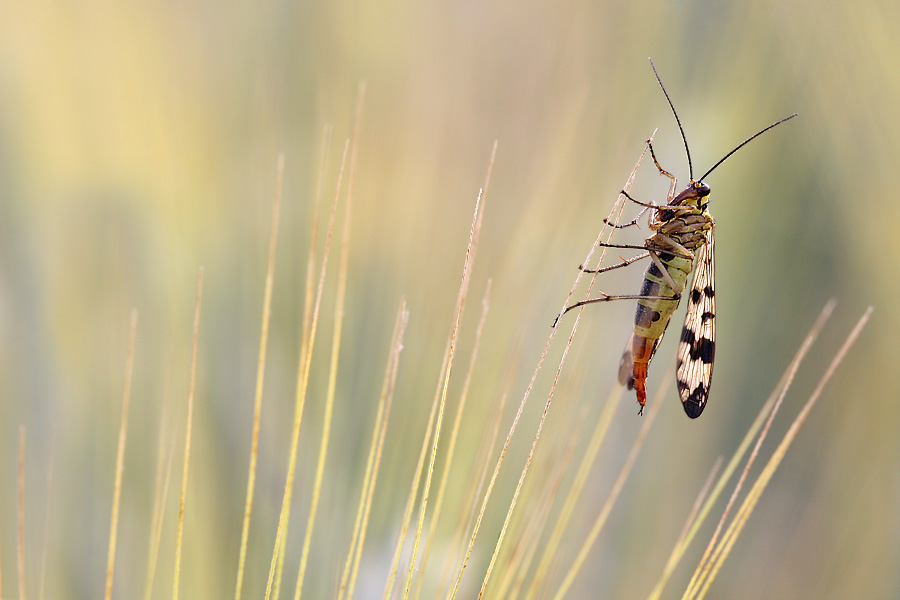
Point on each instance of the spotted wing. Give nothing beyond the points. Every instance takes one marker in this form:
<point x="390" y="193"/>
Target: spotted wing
<point x="697" y="348"/>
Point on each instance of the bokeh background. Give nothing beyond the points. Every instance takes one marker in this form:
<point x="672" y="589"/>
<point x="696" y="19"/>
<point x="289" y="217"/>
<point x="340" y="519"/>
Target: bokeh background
<point x="138" y="141"/>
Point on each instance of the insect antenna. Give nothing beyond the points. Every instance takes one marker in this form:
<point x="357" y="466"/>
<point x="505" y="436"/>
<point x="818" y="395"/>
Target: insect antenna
<point x="677" y="120"/>
<point x="745" y="142"/>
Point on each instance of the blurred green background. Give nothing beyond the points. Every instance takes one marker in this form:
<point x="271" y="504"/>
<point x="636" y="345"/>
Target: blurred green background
<point x="139" y="141"/>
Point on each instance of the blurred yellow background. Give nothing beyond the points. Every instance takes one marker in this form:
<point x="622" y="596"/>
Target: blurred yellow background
<point x="139" y="141"/>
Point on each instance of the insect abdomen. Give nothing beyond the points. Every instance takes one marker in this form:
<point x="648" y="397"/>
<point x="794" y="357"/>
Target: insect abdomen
<point x="651" y="319"/>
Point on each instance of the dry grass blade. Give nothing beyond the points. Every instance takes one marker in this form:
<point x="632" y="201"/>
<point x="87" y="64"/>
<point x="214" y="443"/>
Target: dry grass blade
<point x="474" y="233"/>
<point x="417" y="477"/>
<point x="307" y="345"/>
<point x="195" y="337"/>
<point x="780" y="388"/>
<point x="375" y="457"/>
<point x="614" y="493"/>
<point x="466" y="520"/>
<point x="120" y="456"/>
<point x="581" y="476"/>
<point x="161" y="492"/>
<point x="521" y="408"/>
<point x="381" y="420"/>
<point x="44" y="543"/>
<point x="537" y="435"/>
<point x="260" y="376"/>
<point x="518" y="565"/>
<point x="335" y="352"/>
<point x="778" y="455"/>
<point x="20" y="510"/>
<point x="779" y="398"/>
<point x="454" y="435"/>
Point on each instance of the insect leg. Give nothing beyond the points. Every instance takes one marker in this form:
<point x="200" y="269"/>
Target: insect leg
<point x="665" y="273"/>
<point x="608" y="298"/>
<point x="625" y="262"/>
<point x="663" y="172"/>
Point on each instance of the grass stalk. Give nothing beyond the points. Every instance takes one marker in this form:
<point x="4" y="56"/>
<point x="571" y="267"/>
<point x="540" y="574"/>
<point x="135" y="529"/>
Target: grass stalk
<point x="120" y="457"/>
<point x="195" y="337"/>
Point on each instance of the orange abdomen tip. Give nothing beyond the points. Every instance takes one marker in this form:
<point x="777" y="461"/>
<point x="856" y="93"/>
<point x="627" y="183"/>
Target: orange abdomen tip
<point x="640" y="383"/>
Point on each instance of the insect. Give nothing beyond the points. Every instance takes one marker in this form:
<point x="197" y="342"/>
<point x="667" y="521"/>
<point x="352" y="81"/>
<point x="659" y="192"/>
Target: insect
<point x="683" y="241"/>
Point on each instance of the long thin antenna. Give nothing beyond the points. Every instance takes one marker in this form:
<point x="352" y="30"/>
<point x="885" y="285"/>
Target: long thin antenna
<point x="742" y="144"/>
<point x="686" y="149"/>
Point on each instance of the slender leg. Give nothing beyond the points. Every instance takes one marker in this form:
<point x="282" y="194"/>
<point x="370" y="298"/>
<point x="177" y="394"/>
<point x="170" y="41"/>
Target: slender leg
<point x="608" y="298"/>
<point x="624" y="263"/>
<point x="664" y="172"/>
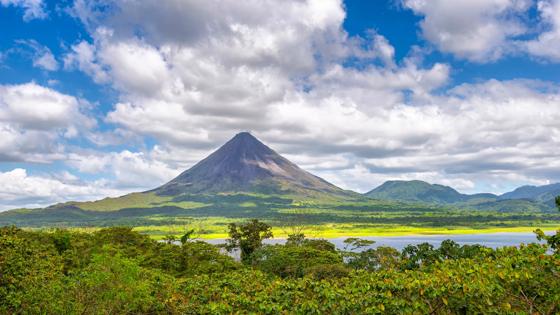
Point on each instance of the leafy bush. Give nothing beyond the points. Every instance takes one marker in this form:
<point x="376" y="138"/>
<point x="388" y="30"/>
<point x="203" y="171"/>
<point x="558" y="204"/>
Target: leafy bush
<point x="293" y="261"/>
<point x="116" y="271"/>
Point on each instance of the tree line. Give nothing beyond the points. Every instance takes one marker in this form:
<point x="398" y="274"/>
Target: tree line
<point x="116" y="270"/>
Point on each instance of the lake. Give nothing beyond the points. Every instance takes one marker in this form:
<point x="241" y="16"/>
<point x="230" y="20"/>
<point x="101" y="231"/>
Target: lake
<point x="493" y="240"/>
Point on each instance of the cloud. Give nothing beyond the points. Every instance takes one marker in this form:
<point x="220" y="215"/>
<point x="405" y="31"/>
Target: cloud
<point x="477" y="30"/>
<point x="19" y="189"/>
<point x="136" y="170"/>
<point x="298" y="81"/>
<point x="33" y="9"/>
<point x="82" y="57"/>
<point x="34" y="120"/>
<point x="547" y="44"/>
<point x="41" y="55"/>
<point x="340" y="106"/>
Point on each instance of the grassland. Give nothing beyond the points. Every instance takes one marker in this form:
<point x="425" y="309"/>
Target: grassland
<point x="159" y="216"/>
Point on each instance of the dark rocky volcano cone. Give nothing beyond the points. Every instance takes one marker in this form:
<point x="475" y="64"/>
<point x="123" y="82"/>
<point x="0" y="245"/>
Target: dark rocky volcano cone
<point x="244" y="164"/>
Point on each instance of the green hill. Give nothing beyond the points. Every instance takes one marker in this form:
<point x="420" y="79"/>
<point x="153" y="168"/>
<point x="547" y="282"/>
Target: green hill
<point x="524" y="199"/>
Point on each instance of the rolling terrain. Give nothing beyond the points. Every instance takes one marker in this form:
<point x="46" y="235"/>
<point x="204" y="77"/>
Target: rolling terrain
<point x="246" y="179"/>
<point x="523" y="199"/>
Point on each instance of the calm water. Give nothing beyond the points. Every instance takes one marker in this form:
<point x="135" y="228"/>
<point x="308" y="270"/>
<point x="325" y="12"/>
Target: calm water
<point x="493" y="240"/>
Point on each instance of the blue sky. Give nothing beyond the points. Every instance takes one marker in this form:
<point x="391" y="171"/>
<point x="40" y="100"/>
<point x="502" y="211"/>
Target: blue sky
<point x="98" y="99"/>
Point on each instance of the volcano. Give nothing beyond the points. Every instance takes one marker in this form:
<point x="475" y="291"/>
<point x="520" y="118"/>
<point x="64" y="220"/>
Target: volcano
<point x="245" y="164"/>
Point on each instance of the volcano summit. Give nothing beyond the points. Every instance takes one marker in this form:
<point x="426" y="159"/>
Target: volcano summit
<point x="244" y="164"/>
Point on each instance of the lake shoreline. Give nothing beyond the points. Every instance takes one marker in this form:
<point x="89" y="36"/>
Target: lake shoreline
<point x="374" y="233"/>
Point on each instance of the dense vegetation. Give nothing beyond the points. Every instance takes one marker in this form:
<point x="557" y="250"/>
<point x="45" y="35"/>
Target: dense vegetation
<point x="116" y="270"/>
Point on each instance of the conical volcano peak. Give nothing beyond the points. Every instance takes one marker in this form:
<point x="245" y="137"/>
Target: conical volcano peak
<point x="245" y="164"/>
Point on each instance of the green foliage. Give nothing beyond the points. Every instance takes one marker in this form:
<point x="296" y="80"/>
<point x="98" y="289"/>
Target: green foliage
<point x="424" y="254"/>
<point x="118" y="271"/>
<point x="294" y="261"/>
<point x="248" y="237"/>
<point x="514" y="281"/>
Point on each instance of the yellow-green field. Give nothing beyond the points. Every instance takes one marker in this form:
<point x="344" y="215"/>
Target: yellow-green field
<point x="207" y="229"/>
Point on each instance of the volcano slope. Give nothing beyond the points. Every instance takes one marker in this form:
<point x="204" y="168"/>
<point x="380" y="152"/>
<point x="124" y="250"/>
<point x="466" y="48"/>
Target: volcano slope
<point x="246" y="179"/>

• [YOUR GOAL]: Every line should be retyped exactly, with the pictures omitted.

• [TASK ANSWER]:
Point on each instance of the spotted wing. Give nothing beyond the points. Every instance takes one marker in this form:
<point x="390" y="193"/>
Target: spotted wing
<point x="697" y="348"/>
Point on each instance of the bokeh background. Give nothing beyond the points. Every instance takes one marker in this form:
<point x="672" y="589"/>
<point x="696" y="19"/>
<point x="289" y="217"/>
<point x="340" y="519"/>
Target: bokeh background
<point x="138" y="141"/>
Point on each instance of the insect antenna. Give nothing beyond the points. Every instance takes one marker in this form:
<point x="357" y="466"/>
<point x="505" y="436"/>
<point x="818" y="395"/>
Target: insect antenna
<point x="677" y="120"/>
<point x="745" y="142"/>
Point on each instance of the blurred green background. Give nothing beyond the points. Every instance takes one marker in this form:
<point x="271" y="504"/>
<point x="636" y="345"/>
Target: blurred green background
<point x="139" y="141"/>
Point on each instance of the blurred yellow background. Give nothing beyond the points. Every instance takes one marker in this form:
<point x="622" y="596"/>
Target: blurred yellow background
<point x="139" y="141"/>
Point on each instance of the insect abdomen. Give nothing beyond the points. Every instance takes one marker in this form:
<point x="648" y="397"/>
<point x="794" y="357"/>
Target: insect abdomen
<point x="651" y="319"/>
Point on each instance of the dry grass blade. Give nothing beyond the points. Every instance takes one marker in this form:
<point x="632" y="201"/>
<point x="87" y="64"/>
<point x="214" y="443"/>
Target: dry grass blade
<point x="474" y="233"/>
<point x="417" y="477"/>
<point x="307" y="345"/>
<point x="195" y="337"/>
<point x="780" y="388"/>
<point x="375" y="457"/>
<point x="614" y="493"/>
<point x="466" y="520"/>
<point x="120" y="456"/>
<point x="581" y="476"/>
<point x="161" y="492"/>
<point x="521" y="408"/>
<point x="381" y="420"/>
<point x="44" y="543"/>
<point x="537" y="435"/>
<point x="260" y="376"/>
<point x="518" y="565"/>
<point x="335" y="352"/>
<point x="778" y="455"/>
<point x="20" y="510"/>
<point x="779" y="398"/>
<point x="454" y="435"/>
Point on each instance of the insect leg. Give nothing beyond the points. Every instance takes one marker in this form:
<point x="200" y="269"/>
Target: insect leg
<point x="665" y="273"/>
<point x="608" y="298"/>
<point x="625" y="262"/>
<point x="663" y="172"/>
Point on each instance of the grass stalk. Give nothing beyond the points. Every instance takes one marker in this form:
<point x="4" y="56"/>
<point x="571" y="267"/>
<point x="540" y="574"/>
<point x="135" y="529"/>
Target: grass stalk
<point x="120" y="457"/>
<point x="195" y="337"/>
Point on each instance of the orange abdomen tip. Give nothing beyond the points. Every instance takes one marker in this form:
<point x="777" y="461"/>
<point x="856" y="93"/>
<point x="627" y="183"/>
Target: orange abdomen tip
<point x="640" y="383"/>
Point on each instance of the insect. Give nothing beyond the points. Every instance takes one marker in this form:
<point x="197" y="342"/>
<point x="667" y="521"/>
<point x="352" y="81"/>
<point x="659" y="192"/>
Target: insect
<point x="683" y="241"/>
Point on each instance of the long thin antenna. Give nothing beyond the points. Every instance takes one marker in this form:
<point x="352" y="30"/>
<point x="885" y="285"/>
Target: long thin antenna
<point x="742" y="144"/>
<point x="686" y="149"/>
Point on each instance of the slender leg. Give nothing beyond the points. Every instance takes one marker in this form:
<point x="282" y="194"/>
<point x="370" y="298"/>
<point x="177" y="394"/>
<point x="170" y="41"/>
Target: slender leg
<point x="608" y="298"/>
<point x="624" y="263"/>
<point x="664" y="172"/>
Point on each instance of the leafy bush. Give nothing beyond the points. Every instance takes one marker in this form:
<point x="376" y="138"/>
<point x="388" y="30"/>
<point x="203" y="171"/>
<point x="558" y="204"/>
Target: leafy bush
<point x="293" y="261"/>
<point x="116" y="271"/>
Point on each instance of the tree line. Give nothing beyond the points. Every instance takes one marker in this form:
<point x="398" y="274"/>
Target: tree line
<point x="116" y="270"/>
Point on each instance of the lake. Give nothing beyond the points. Every instance takes one marker in this form:
<point x="241" y="16"/>
<point x="230" y="20"/>
<point x="101" y="231"/>
Target: lake
<point x="493" y="240"/>
Point on each instance of the cloud. Give nothing beyond the points. Every instance takes one marker in this form:
<point x="220" y="215"/>
<point x="405" y="31"/>
Target: cloud
<point x="477" y="30"/>
<point x="19" y="189"/>
<point x="136" y="170"/>
<point x="298" y="81"/>
<point x="33" y="9"/>
<point x="82" y="57"/>
<point x="34" y="120"/>
<point x="547" y="44"/>
<point x="41" y="55"/>
<point x="340" y="106"/>
Point on each instance of the grassland. Give nothing beyond the points. Every instance takes one marker in this form:
<point x="425" y="309"/>
Target: grassland
<point x="159" y="216"/>
Point on each instance of the dark rocky volcano cone. Give nothing beyond the points. Every instance takes one marker in this form:
<point x="475" y="64"/>
<point x="123" y="82"/>
<point x="0" y="245"/>
Target: dark rocky volcano cone
<point x="244" y="164"/>
Point on each instance of the green hill. Give nothing beyond the points. Every instance takes one marker in this form:
<point x="420" y="79"/>
<point x="153" y="168"/>
<point x="547" y="282"/>
Target: green hill
<point x="524" y="199"/>
Point on each instance of the rolling terrain. Give nothing beyond the points. Every instance takes one marker in this form:
<point x="46" y="235"/>
<point x="204" y="77"/>
Target: rolling terrain
<point x="246" y="179"/>
<point x="523" y="199"/>
Point on each instance of the calm water. Give nothing beyond the points. Every instance takes one marker in this form:
<point x="135" y="228"/>
<point x="308" y="270"/>
<point x="325" y="12"/>
Target: calm water
<point x="493" y="240"/>
Point on each instance of the blue sky. Give nothing beyond the points. Every instance takes one marker in this form:
<point x="391" y="171"/>
<point x="40" y="100"/>
<point x="502" y="211"/>
Target: blue sky
<point x="98" y="99"/>
Point on each instance of the volcano. Give nothing beyond the points. Every instance takes one marker in this form:
<point x="475" y="291"/>
<point x="520" y="118"/>
<point x="64" y="220"/>
Target: volcano
<point x="245" y="164"/>
Point on each instance of the volcano summit. Give nothing beyond the points. Every instance takes one marker in this form:
<point x="426" y="159"/>
Target: volcano summit
<point x="244" y="164"/>
Point on each instance of the lake shoreline. Give nothing beyond the points. Every instance takes one marker in this form:
<point x="89" y="36"/>
Target: lake shoreline
<point x="374" y="233"/>
Point on each instance of the dense vegetation. Give nothing beyond the points. Every instance takes one marker in this form:
<point x="557" y="250"/>
<point x="45" y="35"/>
Target: dense vegetation
<point x="116" y="270"/>
Point on each instance of the conical volcano peak. Give nothing beyond the points. Every instance takes one marker in this form:
<point x="245" y="137"/>
Target: conical volcano peak
<point x="245" y="164"/>
Point on each instance of the green foliage. Give nothing beyond the points. Every instance takes one marker in this form:
<point x="296" y="80"/>
<point x="98" y="289"/>
Target: green foliage
<point x="424" y="254"/>
<point x="118" y="271"/>
<point x="294" y="261"/>
<point x="248" y="237"/>
<point x="514" y="281"/>
Point on each instance of the yellow-green field. Give nothing beyond the points. Every instance takes one marker in this form:
<point x="344" y="215"/>
Target: yellow-green field
<point x="207" y="229"/>
Point on each instance of the volcano slope. Give nothing beyond the points. Every instance takes one marker in this form:
<point x="204" y="168"/>
<point x="380" y="152"/>
<point x="124" y="250"/>
<point x="466" y="48"/>
Target: volcano slope
<point x="246" y="179"/>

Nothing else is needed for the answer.